TASK BRIEF:
Which lines of the entries hold the string "wall"? Copy each one.
========
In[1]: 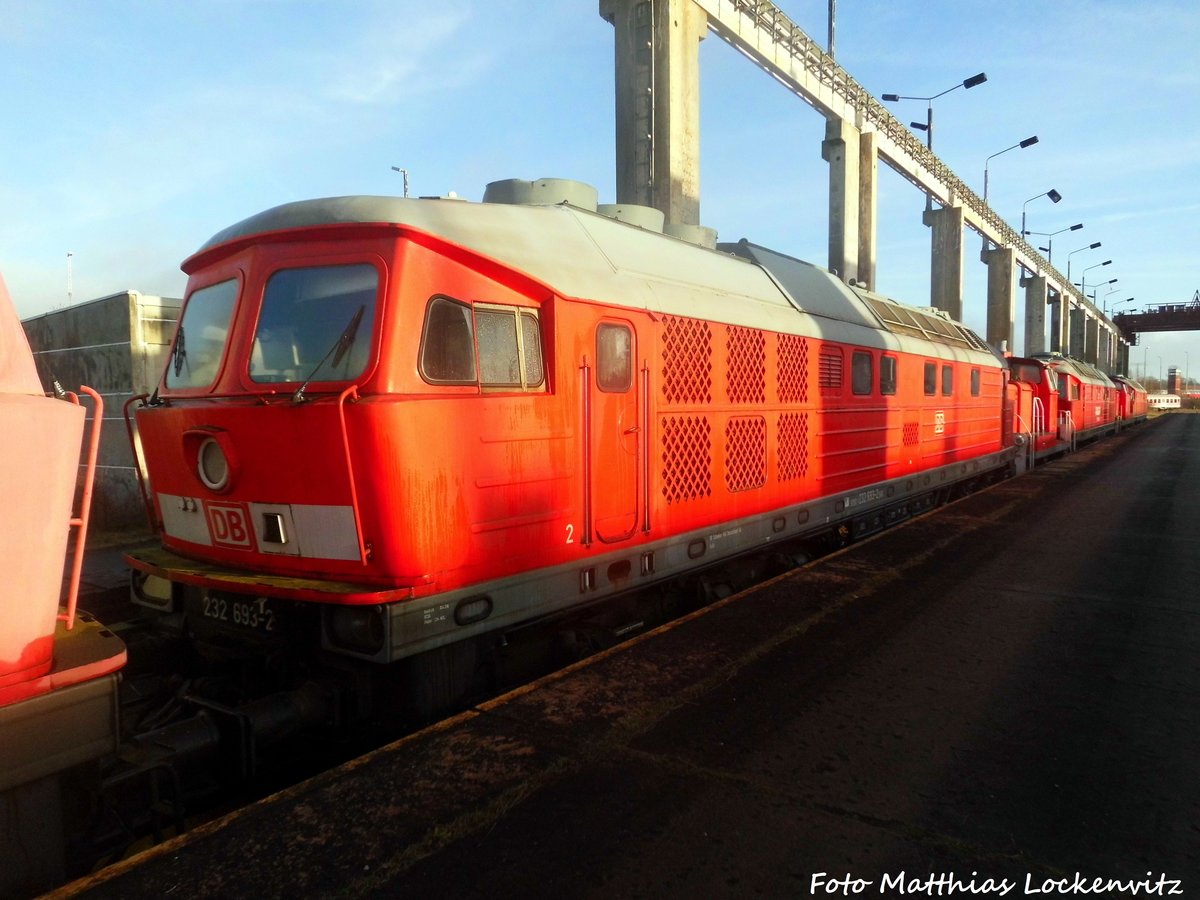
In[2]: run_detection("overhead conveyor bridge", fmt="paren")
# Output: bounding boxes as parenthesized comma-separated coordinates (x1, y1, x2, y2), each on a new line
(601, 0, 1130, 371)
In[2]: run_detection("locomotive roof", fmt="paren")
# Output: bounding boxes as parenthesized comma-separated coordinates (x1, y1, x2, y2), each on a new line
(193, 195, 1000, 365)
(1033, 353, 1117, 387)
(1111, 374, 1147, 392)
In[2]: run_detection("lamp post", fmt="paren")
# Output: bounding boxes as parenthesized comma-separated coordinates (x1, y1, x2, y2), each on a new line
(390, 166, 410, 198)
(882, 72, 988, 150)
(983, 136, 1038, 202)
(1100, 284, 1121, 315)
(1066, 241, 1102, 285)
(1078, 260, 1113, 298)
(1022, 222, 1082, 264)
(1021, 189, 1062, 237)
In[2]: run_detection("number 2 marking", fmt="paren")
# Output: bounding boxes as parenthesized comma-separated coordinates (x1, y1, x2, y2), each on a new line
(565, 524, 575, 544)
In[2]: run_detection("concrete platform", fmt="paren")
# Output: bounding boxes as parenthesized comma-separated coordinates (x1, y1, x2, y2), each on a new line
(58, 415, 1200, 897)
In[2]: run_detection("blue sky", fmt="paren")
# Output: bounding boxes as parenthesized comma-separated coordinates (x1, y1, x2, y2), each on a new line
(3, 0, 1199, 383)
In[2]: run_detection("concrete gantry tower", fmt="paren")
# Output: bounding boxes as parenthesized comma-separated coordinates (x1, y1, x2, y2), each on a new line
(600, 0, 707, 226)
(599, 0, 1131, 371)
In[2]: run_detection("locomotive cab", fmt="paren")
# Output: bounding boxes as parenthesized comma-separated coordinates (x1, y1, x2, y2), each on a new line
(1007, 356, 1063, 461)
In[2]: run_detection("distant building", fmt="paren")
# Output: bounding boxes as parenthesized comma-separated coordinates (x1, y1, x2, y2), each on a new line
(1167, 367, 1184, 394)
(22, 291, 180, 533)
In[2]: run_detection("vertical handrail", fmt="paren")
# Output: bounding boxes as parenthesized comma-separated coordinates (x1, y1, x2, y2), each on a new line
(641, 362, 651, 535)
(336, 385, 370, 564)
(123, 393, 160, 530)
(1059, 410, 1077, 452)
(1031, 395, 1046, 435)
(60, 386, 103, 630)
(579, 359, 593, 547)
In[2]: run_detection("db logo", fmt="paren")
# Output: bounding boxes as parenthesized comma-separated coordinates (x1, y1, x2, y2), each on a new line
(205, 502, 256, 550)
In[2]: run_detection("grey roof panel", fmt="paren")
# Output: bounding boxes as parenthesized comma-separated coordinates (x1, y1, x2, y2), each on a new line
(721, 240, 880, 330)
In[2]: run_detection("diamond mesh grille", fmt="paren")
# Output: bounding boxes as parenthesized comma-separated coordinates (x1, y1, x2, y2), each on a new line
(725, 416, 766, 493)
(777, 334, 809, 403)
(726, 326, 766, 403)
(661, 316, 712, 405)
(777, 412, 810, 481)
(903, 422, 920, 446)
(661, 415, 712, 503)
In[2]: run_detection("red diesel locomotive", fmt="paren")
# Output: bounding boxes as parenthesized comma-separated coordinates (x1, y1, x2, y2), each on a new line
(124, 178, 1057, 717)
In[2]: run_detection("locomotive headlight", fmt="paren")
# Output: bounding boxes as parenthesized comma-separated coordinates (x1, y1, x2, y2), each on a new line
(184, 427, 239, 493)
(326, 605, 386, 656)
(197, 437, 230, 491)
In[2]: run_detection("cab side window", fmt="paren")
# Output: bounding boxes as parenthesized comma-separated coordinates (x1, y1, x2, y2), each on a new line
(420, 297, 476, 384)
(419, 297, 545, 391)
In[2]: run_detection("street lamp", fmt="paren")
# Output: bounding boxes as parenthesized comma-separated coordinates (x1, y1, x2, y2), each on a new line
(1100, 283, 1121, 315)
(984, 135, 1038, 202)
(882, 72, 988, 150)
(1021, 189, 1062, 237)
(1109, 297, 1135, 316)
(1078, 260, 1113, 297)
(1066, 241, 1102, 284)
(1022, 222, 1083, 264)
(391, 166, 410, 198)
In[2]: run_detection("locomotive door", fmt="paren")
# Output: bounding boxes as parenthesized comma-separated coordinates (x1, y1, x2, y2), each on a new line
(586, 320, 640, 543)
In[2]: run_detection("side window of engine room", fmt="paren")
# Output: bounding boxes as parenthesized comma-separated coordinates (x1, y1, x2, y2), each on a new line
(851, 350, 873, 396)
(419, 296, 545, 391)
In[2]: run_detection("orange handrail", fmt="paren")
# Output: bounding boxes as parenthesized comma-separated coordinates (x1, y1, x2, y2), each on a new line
========
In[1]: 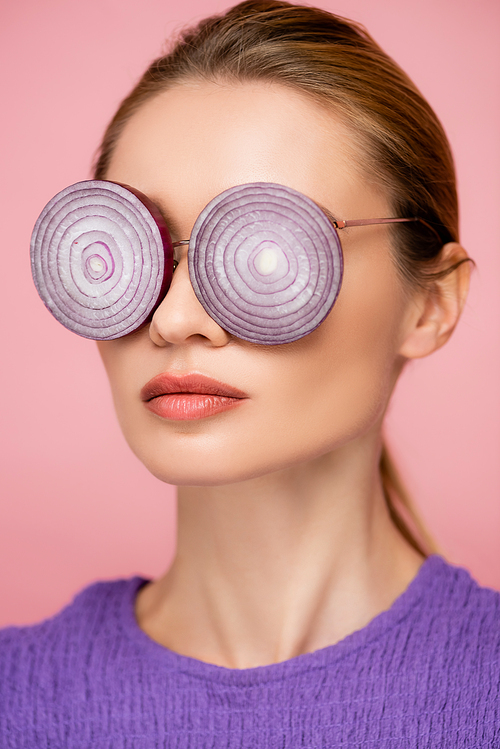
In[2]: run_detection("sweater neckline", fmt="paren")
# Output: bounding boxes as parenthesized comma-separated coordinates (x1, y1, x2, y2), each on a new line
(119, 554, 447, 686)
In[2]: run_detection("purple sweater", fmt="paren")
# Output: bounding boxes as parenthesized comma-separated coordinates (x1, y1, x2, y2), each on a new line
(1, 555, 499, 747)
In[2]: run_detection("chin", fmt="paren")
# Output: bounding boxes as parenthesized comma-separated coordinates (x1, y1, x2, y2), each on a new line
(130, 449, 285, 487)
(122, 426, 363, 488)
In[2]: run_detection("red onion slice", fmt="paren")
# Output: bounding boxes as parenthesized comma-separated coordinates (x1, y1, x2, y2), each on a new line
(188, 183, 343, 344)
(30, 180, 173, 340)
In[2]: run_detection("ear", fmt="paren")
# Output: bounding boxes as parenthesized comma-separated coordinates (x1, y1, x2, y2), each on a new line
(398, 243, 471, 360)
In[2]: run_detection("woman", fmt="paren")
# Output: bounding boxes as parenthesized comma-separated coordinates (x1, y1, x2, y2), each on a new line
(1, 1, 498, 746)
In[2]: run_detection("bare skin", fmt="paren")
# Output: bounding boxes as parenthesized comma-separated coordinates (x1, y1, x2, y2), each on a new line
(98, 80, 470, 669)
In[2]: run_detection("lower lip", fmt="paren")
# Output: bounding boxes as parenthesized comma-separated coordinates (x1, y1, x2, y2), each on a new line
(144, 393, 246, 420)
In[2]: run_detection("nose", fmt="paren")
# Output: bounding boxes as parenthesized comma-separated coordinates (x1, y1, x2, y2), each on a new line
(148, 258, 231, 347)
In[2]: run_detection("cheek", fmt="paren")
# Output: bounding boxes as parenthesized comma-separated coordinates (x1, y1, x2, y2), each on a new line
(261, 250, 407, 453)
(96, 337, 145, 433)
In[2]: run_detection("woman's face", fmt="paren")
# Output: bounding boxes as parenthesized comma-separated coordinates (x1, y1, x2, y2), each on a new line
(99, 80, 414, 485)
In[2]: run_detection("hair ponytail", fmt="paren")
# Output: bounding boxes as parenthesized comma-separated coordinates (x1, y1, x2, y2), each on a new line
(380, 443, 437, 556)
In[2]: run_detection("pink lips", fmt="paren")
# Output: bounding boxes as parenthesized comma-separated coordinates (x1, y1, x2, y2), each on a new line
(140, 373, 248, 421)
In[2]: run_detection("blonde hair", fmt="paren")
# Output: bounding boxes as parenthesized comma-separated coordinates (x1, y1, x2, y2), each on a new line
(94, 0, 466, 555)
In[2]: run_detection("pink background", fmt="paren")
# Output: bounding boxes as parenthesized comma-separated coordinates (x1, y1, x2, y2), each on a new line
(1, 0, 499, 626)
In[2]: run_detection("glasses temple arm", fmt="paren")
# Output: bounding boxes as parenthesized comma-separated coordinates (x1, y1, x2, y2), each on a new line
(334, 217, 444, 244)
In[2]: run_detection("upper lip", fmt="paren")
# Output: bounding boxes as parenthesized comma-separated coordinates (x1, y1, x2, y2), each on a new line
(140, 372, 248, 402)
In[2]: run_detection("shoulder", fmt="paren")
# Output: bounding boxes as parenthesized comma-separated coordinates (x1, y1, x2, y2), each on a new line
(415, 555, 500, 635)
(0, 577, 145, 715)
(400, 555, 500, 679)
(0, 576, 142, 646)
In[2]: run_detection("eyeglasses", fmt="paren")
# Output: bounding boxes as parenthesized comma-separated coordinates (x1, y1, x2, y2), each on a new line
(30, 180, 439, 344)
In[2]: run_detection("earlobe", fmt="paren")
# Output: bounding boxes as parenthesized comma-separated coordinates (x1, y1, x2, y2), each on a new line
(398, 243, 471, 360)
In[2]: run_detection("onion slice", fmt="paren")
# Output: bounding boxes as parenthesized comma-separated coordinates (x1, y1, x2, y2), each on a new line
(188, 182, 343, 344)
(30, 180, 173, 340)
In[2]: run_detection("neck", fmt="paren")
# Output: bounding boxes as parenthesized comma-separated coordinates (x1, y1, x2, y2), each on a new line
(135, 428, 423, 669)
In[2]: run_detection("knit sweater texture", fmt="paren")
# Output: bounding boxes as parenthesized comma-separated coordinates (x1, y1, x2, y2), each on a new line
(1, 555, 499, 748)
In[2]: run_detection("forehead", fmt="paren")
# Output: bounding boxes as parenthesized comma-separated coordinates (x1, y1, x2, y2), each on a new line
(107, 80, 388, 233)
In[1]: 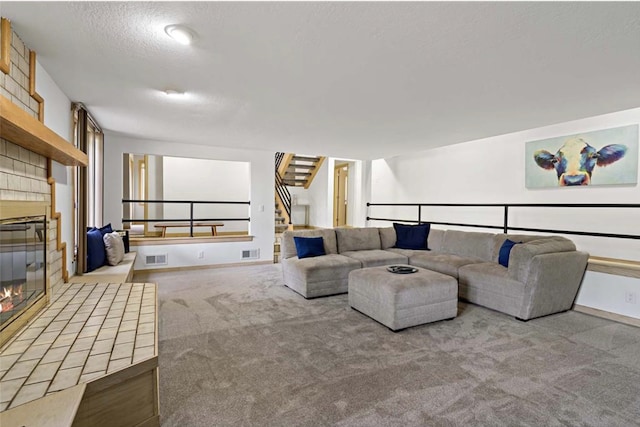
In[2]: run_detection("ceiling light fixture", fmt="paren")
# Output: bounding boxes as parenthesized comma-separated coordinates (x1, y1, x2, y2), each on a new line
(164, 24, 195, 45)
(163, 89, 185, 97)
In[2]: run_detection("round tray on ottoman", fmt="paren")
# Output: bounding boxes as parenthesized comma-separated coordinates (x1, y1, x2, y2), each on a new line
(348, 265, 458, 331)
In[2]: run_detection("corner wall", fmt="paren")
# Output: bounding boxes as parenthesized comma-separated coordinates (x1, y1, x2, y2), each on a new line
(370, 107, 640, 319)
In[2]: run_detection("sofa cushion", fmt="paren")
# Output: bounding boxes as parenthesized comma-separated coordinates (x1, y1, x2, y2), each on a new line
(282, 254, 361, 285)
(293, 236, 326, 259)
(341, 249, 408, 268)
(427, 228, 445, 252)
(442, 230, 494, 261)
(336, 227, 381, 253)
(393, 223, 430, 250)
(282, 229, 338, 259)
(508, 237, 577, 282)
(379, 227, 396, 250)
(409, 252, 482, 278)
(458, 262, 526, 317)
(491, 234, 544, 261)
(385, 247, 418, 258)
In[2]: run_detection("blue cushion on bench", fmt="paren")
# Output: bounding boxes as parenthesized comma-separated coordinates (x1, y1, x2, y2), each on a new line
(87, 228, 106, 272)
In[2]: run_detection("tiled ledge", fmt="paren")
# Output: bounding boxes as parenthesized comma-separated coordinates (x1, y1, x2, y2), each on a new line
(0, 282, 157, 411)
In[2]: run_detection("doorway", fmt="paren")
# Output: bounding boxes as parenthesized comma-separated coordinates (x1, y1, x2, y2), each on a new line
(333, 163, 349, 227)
========
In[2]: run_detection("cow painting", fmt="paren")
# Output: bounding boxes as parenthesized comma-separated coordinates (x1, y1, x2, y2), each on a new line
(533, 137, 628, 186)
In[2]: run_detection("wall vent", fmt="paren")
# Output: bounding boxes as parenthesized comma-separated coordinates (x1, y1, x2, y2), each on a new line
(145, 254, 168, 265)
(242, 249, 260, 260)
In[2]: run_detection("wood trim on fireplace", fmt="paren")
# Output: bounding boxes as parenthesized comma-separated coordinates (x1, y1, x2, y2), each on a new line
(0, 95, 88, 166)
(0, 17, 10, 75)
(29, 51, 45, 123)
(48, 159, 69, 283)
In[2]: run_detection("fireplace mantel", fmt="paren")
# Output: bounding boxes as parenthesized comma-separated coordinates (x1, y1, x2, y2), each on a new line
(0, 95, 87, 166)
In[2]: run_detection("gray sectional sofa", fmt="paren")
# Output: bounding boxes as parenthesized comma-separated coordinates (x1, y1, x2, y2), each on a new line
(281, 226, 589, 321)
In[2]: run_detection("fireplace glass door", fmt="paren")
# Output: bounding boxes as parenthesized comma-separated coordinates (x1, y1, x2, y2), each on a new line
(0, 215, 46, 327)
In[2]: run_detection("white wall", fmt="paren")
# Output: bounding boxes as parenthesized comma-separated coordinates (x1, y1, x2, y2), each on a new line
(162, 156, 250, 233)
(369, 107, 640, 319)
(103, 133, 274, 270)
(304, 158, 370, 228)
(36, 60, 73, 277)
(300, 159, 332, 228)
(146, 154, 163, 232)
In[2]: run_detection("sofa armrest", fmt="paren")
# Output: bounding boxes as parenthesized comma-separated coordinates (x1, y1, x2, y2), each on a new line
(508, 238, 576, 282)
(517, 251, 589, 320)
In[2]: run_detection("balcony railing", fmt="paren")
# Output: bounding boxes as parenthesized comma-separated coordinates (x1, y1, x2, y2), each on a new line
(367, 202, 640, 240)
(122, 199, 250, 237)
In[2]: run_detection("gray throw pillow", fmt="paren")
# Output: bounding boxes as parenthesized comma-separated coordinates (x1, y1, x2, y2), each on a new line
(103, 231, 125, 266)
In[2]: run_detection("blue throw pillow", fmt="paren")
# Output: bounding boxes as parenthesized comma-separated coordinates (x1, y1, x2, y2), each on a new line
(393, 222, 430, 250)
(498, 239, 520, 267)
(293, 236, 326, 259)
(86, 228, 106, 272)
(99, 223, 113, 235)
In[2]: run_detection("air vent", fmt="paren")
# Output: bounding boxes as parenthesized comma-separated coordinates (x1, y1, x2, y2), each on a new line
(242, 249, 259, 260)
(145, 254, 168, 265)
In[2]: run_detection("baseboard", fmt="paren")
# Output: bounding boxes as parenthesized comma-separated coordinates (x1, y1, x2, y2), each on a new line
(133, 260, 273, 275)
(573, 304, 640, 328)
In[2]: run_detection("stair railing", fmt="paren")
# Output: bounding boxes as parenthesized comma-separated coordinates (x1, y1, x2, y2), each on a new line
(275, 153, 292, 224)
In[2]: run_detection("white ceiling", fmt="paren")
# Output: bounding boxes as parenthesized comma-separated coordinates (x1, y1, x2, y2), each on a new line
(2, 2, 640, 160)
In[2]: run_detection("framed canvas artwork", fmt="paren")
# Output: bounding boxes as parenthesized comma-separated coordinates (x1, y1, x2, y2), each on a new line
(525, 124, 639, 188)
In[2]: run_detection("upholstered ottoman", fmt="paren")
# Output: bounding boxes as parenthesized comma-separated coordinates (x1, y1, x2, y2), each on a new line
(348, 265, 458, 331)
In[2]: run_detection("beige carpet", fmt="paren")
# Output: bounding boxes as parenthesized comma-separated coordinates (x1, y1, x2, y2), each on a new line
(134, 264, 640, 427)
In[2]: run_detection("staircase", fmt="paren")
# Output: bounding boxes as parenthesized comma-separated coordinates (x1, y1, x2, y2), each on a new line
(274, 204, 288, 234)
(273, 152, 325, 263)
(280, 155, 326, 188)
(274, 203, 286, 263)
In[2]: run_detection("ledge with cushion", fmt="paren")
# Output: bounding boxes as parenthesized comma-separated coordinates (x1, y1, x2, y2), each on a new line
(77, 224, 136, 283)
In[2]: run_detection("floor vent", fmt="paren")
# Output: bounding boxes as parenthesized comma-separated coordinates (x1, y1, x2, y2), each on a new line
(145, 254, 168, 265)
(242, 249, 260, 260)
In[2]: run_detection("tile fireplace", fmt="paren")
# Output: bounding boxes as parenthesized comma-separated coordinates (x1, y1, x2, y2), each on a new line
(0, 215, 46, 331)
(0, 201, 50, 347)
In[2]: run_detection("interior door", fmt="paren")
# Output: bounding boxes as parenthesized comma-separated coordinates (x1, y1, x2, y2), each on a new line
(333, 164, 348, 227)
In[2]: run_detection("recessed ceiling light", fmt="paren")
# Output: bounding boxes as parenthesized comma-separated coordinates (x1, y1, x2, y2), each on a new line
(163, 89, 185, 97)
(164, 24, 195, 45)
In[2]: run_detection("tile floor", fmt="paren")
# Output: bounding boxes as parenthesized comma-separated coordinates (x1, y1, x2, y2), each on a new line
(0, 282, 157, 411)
========
RESULT BELOW:
In[2]: run_detection("corner wall", fmt="paren")
In[2]: run_detection("wall vent", fmt="paren")
In[2]: run_detection("white wall", fmt="paren")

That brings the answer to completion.